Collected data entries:
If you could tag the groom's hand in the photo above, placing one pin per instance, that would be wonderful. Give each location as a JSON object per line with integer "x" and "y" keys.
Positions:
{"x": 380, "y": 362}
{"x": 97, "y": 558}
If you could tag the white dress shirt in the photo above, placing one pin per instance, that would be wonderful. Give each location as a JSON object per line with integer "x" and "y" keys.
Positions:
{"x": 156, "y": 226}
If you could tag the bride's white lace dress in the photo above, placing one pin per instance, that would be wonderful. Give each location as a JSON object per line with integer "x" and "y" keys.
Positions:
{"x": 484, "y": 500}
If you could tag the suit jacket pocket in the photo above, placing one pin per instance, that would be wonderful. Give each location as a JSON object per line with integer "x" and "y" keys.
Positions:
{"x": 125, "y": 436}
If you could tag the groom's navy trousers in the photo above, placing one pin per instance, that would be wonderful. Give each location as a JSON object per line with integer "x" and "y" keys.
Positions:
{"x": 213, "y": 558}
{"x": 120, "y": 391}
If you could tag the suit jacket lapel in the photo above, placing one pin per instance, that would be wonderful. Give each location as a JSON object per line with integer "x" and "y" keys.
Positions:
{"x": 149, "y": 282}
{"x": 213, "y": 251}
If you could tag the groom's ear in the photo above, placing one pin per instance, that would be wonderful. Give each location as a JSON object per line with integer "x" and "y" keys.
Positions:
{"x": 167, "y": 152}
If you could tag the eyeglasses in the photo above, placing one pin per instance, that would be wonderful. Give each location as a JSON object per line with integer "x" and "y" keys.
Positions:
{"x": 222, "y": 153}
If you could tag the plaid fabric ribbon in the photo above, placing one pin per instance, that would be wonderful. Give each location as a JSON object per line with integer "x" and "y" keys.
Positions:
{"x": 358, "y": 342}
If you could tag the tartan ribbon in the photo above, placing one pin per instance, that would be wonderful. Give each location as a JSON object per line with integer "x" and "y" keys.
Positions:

# The exercise
Reproduce all of the rows above, swapping every "Positions" for "Locations" and keeping everything else the same.

# Answer for this exercise
If you could tag the groom's hand in the photo above, placing one pin per instance, that would be wonderful. Give each location as a JSON object per line with integer "x" and "y" keys.
Locations:
{"x": 380, "y": 362}
{"x": 97, "y": 558}
If you could tag the white dress shirt in the photo above, placing one pin per instance, that would be wonderful. Give each location as a JSON object per line with integer "x" and "y" keys.
Locations:
{"x": 156, "y": 226}
If you could tag the bride's white lace dress in the photo above, placing one pin per instance, that would be wonderful. Give each location as a JSON object per line with integer "x" and "y" keys.
Locations:
{"x": 484, "y": 500}
If you could tag the suit jacket pocket in the photo above, placing one pin per instance, that would be wonderful. Give each location as a JSON object per line with integer "x" and "y" keys.
Locations:
{"x": 125, "y": 436}
If you could tag the groom's navy trousers in the photo above, placing one pin per instance, that would be wonderful. Give each location as a JSON object per line with integer "x" and "y" keys.
Locations:
{"x": 213, "y": 558}
{"x": 120, "y": 391}
If you could tag the suit jacket lapel in the photo above, placing one pin per instance, that would be wonderful. Give each location as a JSON object per line with integer "x" and "y" keys.
Locations:
{"x": 149, "y": 282}
{"x": 213, "y": 251}
If you could tag the groom's ear in the photo above, placing one pin per instance, that would be wonderful. Give each location as a JSON object per line with integer "x" and "y" keys.
Locations:
{"x": 167, "y": 152}
If you could tag the eyeglasses in the photo above, placing one pin per instance, that would be wonderful. Give each location as a JSON object per line with integer "x" and "y" keys.
Locations:
{"x": 222, "y": 153}
If you could tag the plaid fabric ribbon in the photo above, placing one pin per instance, that would be wonderful. Give each location as a JSON object per line with integer "x" and "y" keys.
Locations:
{"x": 358, "y": 342}
If you could tag the tartan ribbon in the photo above, placing one pin per instance, that would be wonderful. Give each location as a JSON object per line with integer "x" and "y" keys.
Locations:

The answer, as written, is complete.